Records supplied:

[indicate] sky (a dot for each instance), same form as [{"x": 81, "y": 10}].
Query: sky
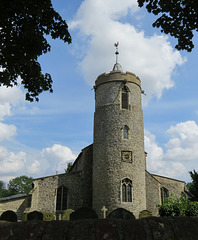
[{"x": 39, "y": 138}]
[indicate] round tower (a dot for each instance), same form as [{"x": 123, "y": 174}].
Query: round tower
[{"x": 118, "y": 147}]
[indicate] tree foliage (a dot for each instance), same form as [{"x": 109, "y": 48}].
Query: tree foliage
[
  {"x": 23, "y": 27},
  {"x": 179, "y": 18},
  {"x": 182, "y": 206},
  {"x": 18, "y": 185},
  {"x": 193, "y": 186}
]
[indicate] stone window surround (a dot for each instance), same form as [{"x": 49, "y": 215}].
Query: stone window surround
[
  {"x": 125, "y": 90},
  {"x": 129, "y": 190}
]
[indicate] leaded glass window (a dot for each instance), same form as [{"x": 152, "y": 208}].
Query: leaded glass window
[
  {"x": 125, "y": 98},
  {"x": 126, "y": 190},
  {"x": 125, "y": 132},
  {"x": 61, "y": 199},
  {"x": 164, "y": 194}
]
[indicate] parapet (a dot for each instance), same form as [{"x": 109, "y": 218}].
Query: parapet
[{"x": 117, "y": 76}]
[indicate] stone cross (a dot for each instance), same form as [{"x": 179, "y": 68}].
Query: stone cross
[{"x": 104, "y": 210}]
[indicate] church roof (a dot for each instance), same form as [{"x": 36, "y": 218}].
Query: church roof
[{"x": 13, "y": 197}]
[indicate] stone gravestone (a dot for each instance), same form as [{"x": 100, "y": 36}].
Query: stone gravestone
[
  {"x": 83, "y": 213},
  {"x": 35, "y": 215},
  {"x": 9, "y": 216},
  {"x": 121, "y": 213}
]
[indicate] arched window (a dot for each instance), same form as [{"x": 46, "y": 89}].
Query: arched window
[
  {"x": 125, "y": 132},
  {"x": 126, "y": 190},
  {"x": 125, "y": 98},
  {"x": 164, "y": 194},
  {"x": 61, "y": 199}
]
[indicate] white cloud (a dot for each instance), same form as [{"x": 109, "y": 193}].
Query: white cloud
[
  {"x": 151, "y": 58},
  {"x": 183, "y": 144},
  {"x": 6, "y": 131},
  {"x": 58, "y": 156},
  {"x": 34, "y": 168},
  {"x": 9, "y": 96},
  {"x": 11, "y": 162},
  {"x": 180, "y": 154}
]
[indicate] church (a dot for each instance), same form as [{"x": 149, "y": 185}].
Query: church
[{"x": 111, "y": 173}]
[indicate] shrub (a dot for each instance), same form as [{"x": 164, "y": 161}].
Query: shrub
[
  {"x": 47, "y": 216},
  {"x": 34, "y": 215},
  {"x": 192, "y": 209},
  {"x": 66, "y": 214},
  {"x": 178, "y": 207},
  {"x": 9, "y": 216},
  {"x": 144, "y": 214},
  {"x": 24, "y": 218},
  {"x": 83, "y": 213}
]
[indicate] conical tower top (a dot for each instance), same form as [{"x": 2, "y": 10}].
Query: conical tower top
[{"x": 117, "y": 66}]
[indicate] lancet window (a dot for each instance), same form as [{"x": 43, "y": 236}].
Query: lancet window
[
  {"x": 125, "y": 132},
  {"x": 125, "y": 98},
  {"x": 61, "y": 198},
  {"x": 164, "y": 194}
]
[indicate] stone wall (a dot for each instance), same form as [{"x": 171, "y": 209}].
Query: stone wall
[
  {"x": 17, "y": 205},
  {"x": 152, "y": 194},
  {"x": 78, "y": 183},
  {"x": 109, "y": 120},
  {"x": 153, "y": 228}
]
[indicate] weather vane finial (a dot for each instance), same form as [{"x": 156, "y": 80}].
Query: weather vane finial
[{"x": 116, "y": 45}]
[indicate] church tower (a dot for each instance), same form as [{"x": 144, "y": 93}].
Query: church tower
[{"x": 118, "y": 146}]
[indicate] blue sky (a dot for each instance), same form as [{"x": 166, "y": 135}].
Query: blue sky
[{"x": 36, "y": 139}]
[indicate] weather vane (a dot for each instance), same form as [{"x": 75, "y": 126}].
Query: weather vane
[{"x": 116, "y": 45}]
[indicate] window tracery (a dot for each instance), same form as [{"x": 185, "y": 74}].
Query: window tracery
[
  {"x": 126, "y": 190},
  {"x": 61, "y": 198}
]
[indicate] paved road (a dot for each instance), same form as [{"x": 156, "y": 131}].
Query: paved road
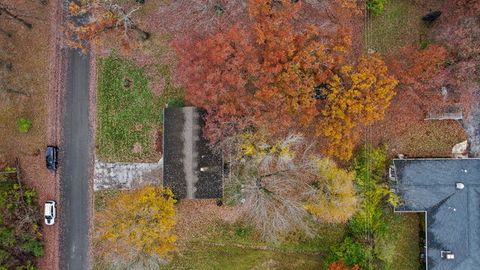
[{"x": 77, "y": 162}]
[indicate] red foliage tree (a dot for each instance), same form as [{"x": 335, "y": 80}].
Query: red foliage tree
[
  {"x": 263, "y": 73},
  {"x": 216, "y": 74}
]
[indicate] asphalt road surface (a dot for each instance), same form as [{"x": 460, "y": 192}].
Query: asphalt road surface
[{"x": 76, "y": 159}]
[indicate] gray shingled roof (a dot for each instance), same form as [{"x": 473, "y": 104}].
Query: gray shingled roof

Required work: Extract all the data above exactly, excluding every picture.

Final answer:
[indicate] sky (a dot for each instance), same form as [{"x": 81, "y": 10}].
Query: sky
[{"x": 39, "y": 138}]
[indicate] round tower (a dot for each instance), same form as [{"x": 123, "y": 174}].
Query: round tower
[{"x": 118, "y": 147}]
[indicate] tree foliage (a dot for each instance), same form as [{"x": 109, "y": 48}].
Query: tree foliage
[
  {"x": 23, "y": 27},
  {"x": 179, "y": 18},
  {"x": 182, "y": 206},
  {"x": 18, "y": 185},
  {"x": 193, "y": 186}
]
[indicate] stone window surround (a dot for each instance), same form as [{"x": 49, "y": 215}].
Query: stone window surround
[
  {"x": 125, "y": 90},
  {"x": 129, "y": 190}
]
[indicate] leaded glass window (a dot for each instance), same form as [{"x": 152, "y": 208}].
Query: leaded glass window
[
  {"x": 125, "y": 98},
  {"x": 126, "y": 190},
  {"x": 125, "y": 132},
  {"x": 61, "y": 199},
  {"x": 164, "y": 194}
]
[indicate] parapet (a dot for each instance), same form as [{"x": 109, "y": 218}].
Query: parapet
[{"x": 117, "y": 76}]
[indicate] stone cross (a dot for each instance), same form as [{"x": 179, "y": 68}].
Query: stone cross
[{"x": 104, "y": 210}]
[indicate] church roof (a dot for each instance), same form as [{"x": 36, "y": 218}].
Query: church roof
[{"x": 13, "y": 197}]
[indicate] stone gravestone (a dot for each instance), same form as [{"x": 100, "y": 36}].
Query: stone gravestone
[
  {"x": 83, "y": 213},
  {"x": 35, "y": 215},
  {"x": 9, "y": 216},
  {"x": 121, "y": 213}
]
[indicate] arched window (a dot for each instance), same form as [{"x": 46, "y": 89}].
Query: arched window
[
  {"x": 125, "y": 132},
  {"x": 126, "y": 190},
  {"x": 125, "y": 98},
  {"x": 164, "y": 194},
  {"x": 61, "y": 199}
]
[indicate] white cloud (a dot for each instance), same form as [{"x": 109, "y": 193}].
Query: white cloud
[
  {"x": 151, "y": 58},
  {"x": 183, "y": 144},
  {"x": 6, "y": 131},
  {"x": 58, "y": 156},
  {"x": 34, "y": 168},
  {"x": 9, "y": 96},
  {"x": 11, "y": 162},
  {"x": 180, "y": 154}
]
[indicate] church (a dot for each instance), same form as [{"x": 149, "y": 185}].
Query: church
[{"x": 111, "y": 173}]
[indicate] shrub (a dot for each instance), same form as [{"x": 164, "y": 161}].
Query: shrub
[
  {"x": 47, "y": 216},
  {"x": 34, "y": 215},
  {"x": 192, "y": 209},
  {"x": 66, "y": 214},
  {"x": 178, "y": 207},
  {"x": 9, "y": 216},
  {"x": 144, "y": 214},
  {"x": 24, "y": 218},
  {"x": 83, "y": 213}
]
[indicate] conical tower top (a dot for each instance), same form as [{"x": 2, "y": 10}].
Query: conical tower top
[{"x": 117, "y": 66}]
[indicate] lancet window (a dot for each instance), same form as [{"x": 43, "y": 236}].
Query: lancet window
[
  {"x": 125, "y": 132},
  {"x": 125, "y": 98},
  {"x": 61, "y": 198},
  {"x": 164, "y": 194}
]
[indicate] stone wall (a dot for each instance), same form as [{"x": 171, "y": 209}].
Query: stone wall
[
  {"x": 17, "y": 205},
  {"x": 152, "y": 194},
  {"x": 78, "y": 183},
  {"x": 109, "y": 120},
  {"x": 153, "y": 228}
]
[indicate] weather vane finial (a dot for each instance), same form as [{"x": 156, "y": 80}].
Query: weather vane finial
[{"x": 116, "y": 45}]
[indicate] church tower (a dot for each instance), same form as [{"x": 144, "y": 93}].
Query: church tower
[{"x": 118, "y": 146}]
[indicate] blue sky (a dot for each instance), same form as [{"x": 166, "y": 135}].
Query: blue sky
[{"x": 36, "y": 139}]
[indicate] weather vane (a dot for each instance), same form as [{"x": 75, "y": 126}].
Query: weather vane
[{"x": 116, "y": 45}]
[indicate] window tracery (a dot for each instance), same form as [{"x": 185, "y": 74}].
Query: window tracery
[
  {"x": 126, "y": 190},
  {"x": 61, "y": 198}
]
[indicate] paved road (a dot for each instance), same form as [{"x": 156, "y": 131}].
Query: paved road
[{"x": 77, "y": 162}]
[indicate] red foliage tree (a dot for each instance), same form as [{"x": 335, "y": 80}].
Query: red foliage tree
[
  {"x": 263, "y": 73},
  {"x": 216, "y": 74}
]
[indicate] asphalt road surface (a dot for each instance), same form as [{"x": 460, "y": 192}].
Query: asphalt road surface
[{"x": 76, "y": 159}]
[indicate] gray shingled roof (a dot for each instance), same form as [{"x": 473, "y": 104}].
Query: gray shingled roof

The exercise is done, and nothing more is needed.